TEKSTFRAGMENT »
▬▬▬
We liepen over de schotse en scheve stenen door de steile straatjes. Hier en daar klonken stemmen, er woonden duidelijk nog meer mensen dan in Bellovë, maar ik vond Bellovë mooier, opener. Hier waren lelijke ijzeren deuren voor de erven geplaatst, je kon nergens naar binnen kijken. Misschien dat veel mensen in de winter ook naar lager gelegen oorden ging, zoals op veel plaatsen.

Uit een van de huizen kwam een man naar buiten. Hij begon helemaal te stralen toen hij ons zag, stak zijn dikke zwarte hand uit om ons te begroeten. Jouw koe? vroeg ik. In een donkere stal zagen we een zielig beest staan soppen in zijn eigen drek. Ja, zei hij trots. We liepen verder tot het einde, waar we een smalle opslagplaats voor maïskolven vonden die we uit Spanje kenden, een horreo?


r
Een opslagplaats voor maïs

Een wilde bok
Het was al rond half zes. Tijd om naar het hotel terug te gaan, vonden wij. En toen begon het volgende angstige avontuur, opnieuw uit de hoek van de zoogdieren. Terwijl we naar beneden liepen hoorden we geluiden van stemmen en van slaan, beng beng, een beetje mechanisch, het had iets van houthakken vond Jet, chop chop.
Het beuken bleek zich af te spelen voor de vieze stal waar we net naar binnen hadden gekeken. Het was de vriendelijke man. Hij stond met een strontschep op het hoofd te slaan van een grote geitenbok, zo'n enorm beest met gedraaide horens. Een paar geitjes stonden erachter, en daarachter weer een stuk of vijf opgewonden jongetjes.
▬▬▬
OPDRACHTEN »
1 – Geef voor elk van de volgende uitspraken aan of die klopt met het tekstfragment. Antwoord met ja of nee en citeer letterlijk de woorden uit het tekstfragment die de doorslag geven. (a) In Bellovë woonden meer mensen dan in het dorp waar de wandeling plaatsvond. (b) De man sloeg de geitenbok met een strontschep op het hoofd. (c) Het geluid deed Jet denken aan schieten.
2 – Zoek in de vermeldingen elke regel waarin de tekenreeks "logo" voorkomt, en neem die regels over. Let daarbij op hoofdletters en kleine letters.

WERKGEGEVENS »
▬▬▬
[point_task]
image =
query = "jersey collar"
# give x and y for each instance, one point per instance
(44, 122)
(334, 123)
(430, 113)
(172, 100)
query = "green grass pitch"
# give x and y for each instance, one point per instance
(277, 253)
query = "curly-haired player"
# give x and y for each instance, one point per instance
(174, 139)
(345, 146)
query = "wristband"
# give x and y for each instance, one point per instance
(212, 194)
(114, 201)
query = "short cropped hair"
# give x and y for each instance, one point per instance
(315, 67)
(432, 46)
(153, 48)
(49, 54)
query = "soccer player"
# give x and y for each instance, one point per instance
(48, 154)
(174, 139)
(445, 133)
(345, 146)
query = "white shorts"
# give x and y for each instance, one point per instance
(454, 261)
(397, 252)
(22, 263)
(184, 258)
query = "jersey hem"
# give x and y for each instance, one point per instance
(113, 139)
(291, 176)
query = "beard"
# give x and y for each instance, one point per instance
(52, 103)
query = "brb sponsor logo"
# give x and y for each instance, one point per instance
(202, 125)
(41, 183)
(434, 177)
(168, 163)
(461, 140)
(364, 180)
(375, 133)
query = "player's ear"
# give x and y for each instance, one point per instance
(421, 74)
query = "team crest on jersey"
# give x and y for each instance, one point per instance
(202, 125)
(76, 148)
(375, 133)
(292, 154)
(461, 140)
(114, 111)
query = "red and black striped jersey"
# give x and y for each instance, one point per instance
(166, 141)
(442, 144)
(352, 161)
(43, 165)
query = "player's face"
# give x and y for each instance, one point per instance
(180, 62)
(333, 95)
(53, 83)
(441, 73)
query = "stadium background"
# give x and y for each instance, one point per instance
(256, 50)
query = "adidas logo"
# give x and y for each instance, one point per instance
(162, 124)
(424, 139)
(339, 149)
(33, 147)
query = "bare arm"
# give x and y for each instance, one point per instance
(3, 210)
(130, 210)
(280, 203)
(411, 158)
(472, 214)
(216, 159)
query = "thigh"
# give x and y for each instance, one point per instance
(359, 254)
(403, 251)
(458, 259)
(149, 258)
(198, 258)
▬▬▬
ANTWOORDEN »
1 –
(a) Nee: "er woonden duidelijk nog meer mensen dan in Bellovë"
(b) Ja: "Hij stond met een strontschep op het hoofd te slaan van een grote geitenbok"
(c) Nee: "het had iets van houthakken vond Jet, chop chop"

2 –
query = "brb sponsor logo"
query = "adidas logo"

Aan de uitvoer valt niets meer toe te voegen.